* _Your assignment_
Search the records below for the line containing "Thank you for the photo. Could you indicate the dark". Output that line and all later lines exactly; output nothing else.

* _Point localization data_
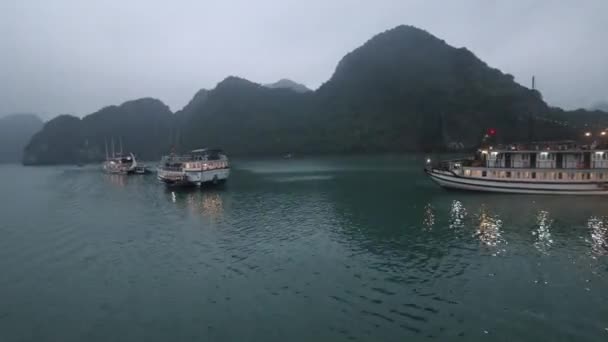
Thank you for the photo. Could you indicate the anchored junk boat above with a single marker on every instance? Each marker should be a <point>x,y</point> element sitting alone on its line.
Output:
<point>121,164</point>
<point>195,168</point>
<point>559,167</point>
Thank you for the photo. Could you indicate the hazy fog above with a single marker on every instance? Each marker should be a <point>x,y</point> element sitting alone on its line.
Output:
<point>74,56</point>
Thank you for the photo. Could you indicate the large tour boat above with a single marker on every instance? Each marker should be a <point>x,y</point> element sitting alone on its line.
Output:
<point>195,168</point>
<point>561,168</point>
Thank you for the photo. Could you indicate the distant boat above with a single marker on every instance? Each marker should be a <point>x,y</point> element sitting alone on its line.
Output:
<point>195,168</point>
<point>121,164</point>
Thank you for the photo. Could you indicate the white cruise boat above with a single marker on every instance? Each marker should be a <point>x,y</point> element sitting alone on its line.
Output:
<point>195,168</point>
<point>560,168</point>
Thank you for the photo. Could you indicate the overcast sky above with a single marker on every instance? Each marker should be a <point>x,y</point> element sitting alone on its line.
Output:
<point>76,56</point>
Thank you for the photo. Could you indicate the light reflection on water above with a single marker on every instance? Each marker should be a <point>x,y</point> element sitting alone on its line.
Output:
<point>599,235</point>
<point>458,214</point>
<point>543,232</point>
<point>489,231</point>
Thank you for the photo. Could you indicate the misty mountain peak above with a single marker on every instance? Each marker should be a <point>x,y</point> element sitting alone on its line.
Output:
<point>234,81</point>
<point>285,83</point>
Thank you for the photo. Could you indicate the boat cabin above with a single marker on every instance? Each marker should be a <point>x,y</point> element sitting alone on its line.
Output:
<point>564,161</point>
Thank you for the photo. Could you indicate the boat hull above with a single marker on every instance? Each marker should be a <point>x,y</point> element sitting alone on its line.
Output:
<point>452,181</point>
<point>193,178</point>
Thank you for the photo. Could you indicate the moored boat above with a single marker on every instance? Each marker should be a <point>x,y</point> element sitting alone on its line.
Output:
<point>195,168</point>
<point>557,168</point>
<point>121,164</point>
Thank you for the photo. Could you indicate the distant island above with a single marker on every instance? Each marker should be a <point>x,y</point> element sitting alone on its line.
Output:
<point>403,90</point>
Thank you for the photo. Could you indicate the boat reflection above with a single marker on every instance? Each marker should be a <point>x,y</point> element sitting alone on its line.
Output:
<point>116,179</point>
<point>458,214</point>
<point>208,204</point>
<point>429,217</point>
<point>543,232</point>
<point>489,231</point>
<point>599,232</point>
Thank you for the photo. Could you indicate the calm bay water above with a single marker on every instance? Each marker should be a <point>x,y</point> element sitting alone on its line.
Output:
<point>327,249</point>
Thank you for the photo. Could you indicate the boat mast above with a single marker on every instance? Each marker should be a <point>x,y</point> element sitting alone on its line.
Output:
<point>531,116</point>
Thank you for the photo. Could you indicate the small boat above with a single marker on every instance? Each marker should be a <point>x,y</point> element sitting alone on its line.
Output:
<point>195,168</point>
<point>120,164</point>
<point>556,168</point>
<point>141,170</point>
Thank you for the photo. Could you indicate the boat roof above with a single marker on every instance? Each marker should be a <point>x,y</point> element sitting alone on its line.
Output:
<point>563,146</point>
<point>207,150</point>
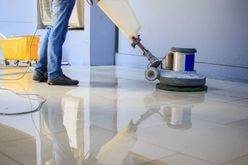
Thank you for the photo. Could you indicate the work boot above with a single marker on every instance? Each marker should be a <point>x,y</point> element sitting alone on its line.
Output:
<point>40,76</point>
<point>63,80</point>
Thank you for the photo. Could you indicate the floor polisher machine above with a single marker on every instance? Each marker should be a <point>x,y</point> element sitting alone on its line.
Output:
<point>176,71</point>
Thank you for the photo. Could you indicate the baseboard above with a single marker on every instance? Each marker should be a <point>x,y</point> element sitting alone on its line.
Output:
<point>210,70</point>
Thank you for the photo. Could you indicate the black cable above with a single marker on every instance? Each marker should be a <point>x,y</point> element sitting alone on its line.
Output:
<point>90,2</point>
<point>24,112</point>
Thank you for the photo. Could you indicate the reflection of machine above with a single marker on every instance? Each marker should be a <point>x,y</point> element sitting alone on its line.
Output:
<point>179,75</point>
<point>176,114</point>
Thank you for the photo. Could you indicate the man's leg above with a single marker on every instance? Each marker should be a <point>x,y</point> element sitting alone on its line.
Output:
<point>62,10</point>
<point>40,73</point>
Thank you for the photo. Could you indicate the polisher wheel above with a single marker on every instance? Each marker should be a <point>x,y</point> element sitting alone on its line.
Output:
<point>181,89</point>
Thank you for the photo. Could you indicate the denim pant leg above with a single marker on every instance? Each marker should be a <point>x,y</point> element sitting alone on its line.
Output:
<point>42,62</point>
<point>62,10</point>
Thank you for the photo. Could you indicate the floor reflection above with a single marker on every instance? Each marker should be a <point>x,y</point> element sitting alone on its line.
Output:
<point>113,119</point>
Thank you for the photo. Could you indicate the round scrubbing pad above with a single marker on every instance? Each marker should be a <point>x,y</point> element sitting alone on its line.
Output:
<point>181,89</point>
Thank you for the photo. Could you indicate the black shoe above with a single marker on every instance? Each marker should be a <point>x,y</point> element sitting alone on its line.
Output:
<point>63,80</point>
<point>40,76</point>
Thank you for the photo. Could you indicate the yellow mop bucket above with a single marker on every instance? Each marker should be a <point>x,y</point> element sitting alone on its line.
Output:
<point>22,48</point>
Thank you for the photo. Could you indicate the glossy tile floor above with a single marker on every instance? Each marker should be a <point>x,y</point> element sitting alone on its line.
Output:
<point>116,117</point>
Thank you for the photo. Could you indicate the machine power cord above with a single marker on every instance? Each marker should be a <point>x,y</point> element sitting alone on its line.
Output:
<point>43,100</point>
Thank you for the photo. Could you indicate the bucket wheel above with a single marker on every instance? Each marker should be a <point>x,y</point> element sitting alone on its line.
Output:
<point>6,62</point>
<point>17,63</point>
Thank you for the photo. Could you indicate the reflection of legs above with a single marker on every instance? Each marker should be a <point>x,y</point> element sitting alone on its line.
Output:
<point>53,119</point>
<point>62,10</point>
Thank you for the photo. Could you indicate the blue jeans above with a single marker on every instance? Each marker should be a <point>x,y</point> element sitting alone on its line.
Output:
<point>51,48</point>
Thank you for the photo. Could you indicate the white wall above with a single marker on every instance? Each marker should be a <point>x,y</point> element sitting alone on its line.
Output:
<point>81,47</point>
<point>218,29</point>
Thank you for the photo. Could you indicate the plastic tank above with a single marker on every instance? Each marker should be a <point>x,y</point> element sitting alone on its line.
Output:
<point>121,13</point>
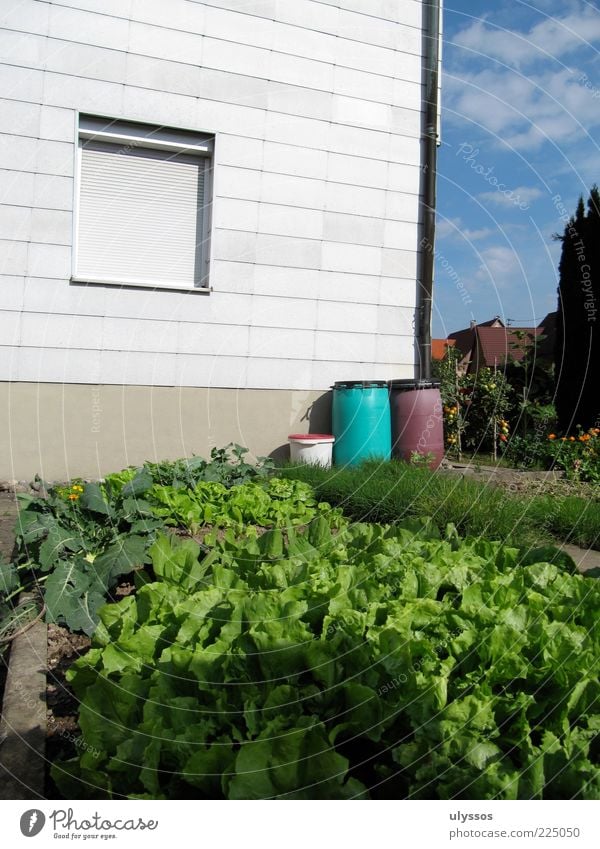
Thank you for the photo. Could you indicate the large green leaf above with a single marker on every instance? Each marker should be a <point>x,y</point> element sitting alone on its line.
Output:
<point>92,498</point>
<point>73,597</point>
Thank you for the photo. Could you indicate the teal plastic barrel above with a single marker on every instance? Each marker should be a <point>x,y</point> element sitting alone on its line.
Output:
<point>361,421</point>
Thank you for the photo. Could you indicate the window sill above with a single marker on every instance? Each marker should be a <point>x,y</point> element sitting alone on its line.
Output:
<point>140,284</point>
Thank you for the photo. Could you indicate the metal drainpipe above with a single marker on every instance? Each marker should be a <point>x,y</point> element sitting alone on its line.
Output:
<point>430,139</point>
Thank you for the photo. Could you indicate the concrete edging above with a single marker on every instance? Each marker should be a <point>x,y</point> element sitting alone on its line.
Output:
<point>23,719</point>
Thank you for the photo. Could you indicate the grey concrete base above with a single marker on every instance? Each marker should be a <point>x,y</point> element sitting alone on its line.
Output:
<point>23,720</point>
<point>62,431</point>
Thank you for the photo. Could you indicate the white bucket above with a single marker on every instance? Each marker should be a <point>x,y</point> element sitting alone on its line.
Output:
<point>313,448</point>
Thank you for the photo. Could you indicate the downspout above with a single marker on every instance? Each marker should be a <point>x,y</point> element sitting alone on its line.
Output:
<point>430,142</point>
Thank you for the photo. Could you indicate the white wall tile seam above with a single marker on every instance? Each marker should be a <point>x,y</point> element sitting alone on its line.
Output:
<point>321,241</point>
<point>192,322</point>
<point>336,6</point>
<point>266,204</point>
<point>252,138</point>
<point>330,65</point>
<point>272,112</point>
<point>49,39</point>
<point>216,291</point>
<point>37,206</point>
<point>419,29</point>
<point>187,354</point>
<point>244,167</point>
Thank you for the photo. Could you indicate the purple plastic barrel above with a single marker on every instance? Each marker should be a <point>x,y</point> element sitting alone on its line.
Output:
<point>417,419</point>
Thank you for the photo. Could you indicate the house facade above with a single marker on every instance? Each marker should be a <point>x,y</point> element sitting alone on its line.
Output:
<point>209,212</point>
<point>492,344</point>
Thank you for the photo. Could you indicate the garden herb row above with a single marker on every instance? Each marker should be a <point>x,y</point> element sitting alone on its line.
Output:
<point>370,661</point>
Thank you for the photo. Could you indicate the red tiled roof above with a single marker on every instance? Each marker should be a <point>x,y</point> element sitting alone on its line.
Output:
<point>439,346</point>
<point>497,344</point>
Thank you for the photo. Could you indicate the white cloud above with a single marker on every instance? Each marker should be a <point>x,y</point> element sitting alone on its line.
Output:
<point>454,229</point>
<point>500,266</point>
<point>523,112</point>
<point>552,38</point>
<point>513,197</point>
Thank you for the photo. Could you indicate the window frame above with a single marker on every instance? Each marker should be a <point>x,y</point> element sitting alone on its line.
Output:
<point>151,137</point>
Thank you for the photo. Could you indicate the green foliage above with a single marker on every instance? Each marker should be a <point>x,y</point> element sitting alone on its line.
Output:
<point>475,406</point>
<point>389,492</point>
<point>379,661</point>
<point>227,466</point>
<point>87,536</point>
<point>270,503</point>
<point>578,456</point>
<point>578,343</point>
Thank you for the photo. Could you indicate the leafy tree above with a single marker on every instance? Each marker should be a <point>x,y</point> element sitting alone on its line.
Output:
<point>578,325</point>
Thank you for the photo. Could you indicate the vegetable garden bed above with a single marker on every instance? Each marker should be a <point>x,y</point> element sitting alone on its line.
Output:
<point>274,649</point>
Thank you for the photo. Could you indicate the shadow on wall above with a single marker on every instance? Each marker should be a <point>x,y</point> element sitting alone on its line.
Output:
<point>316,418</point>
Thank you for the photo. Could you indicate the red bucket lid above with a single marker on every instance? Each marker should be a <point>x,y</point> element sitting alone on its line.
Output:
<point>311,436</point>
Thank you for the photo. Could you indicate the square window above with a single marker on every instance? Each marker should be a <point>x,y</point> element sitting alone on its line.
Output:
<point>143,204</point>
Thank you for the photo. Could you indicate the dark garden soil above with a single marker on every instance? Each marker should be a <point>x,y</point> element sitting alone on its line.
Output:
<point>8,515</point>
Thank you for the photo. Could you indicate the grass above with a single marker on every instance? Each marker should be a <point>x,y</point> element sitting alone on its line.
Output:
<point>388,492</point>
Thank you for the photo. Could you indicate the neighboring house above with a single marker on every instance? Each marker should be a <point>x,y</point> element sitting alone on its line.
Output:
<point>209,213</point>
<point>439,348</point>
<point>491,344</point>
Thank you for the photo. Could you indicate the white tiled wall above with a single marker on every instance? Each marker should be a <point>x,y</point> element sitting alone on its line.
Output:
<point>316,110</point>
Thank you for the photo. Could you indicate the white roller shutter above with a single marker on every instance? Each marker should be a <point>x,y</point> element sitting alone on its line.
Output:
<point>140,215</point>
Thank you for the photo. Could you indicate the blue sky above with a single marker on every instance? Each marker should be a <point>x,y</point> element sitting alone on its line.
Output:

* _Answer for this exercise_
Thank you for the photo. Could you indicate the dark garden soil above with a single marker on every instance? Each marker should be a <point>x,y</point> element sitting alone on its line.
Output:
<point>8,515</point>
Thank you for the photo. Could you indicate the grass above with a single marker on every instance? Each marker should be a <point>x,y</point> element sitting alone on its line.
Output:
<point>388,492</point>
Thank you for the photo. Could you indicate the neighboring house above with a single marker on every instance? Each marker should be a <point>x,y</point> element sitting alone on its line.
Output:
<point>209,213</point>
<point>439,348</point>
<point>491,344</point>
Thank you for the photo. Could you indicate the white tiled wall above with a single marker on every instance? Each marker should be a <point>x,y</point> element sitting alone on its line.
Output:
<point>316,110</point>
Thank you for the photo. Could you indicate the white roller shutter above with a single marker on every instance? Each marker should be a <point>x,y</point> element sitting alone on its line.
Output:
<point>140,215</point>
Thank you for the photo. Could you indicate the blue sky above with a single marker on every instance? Each marker should be a <point>x,y</point> element sitting alone on its line.
Output:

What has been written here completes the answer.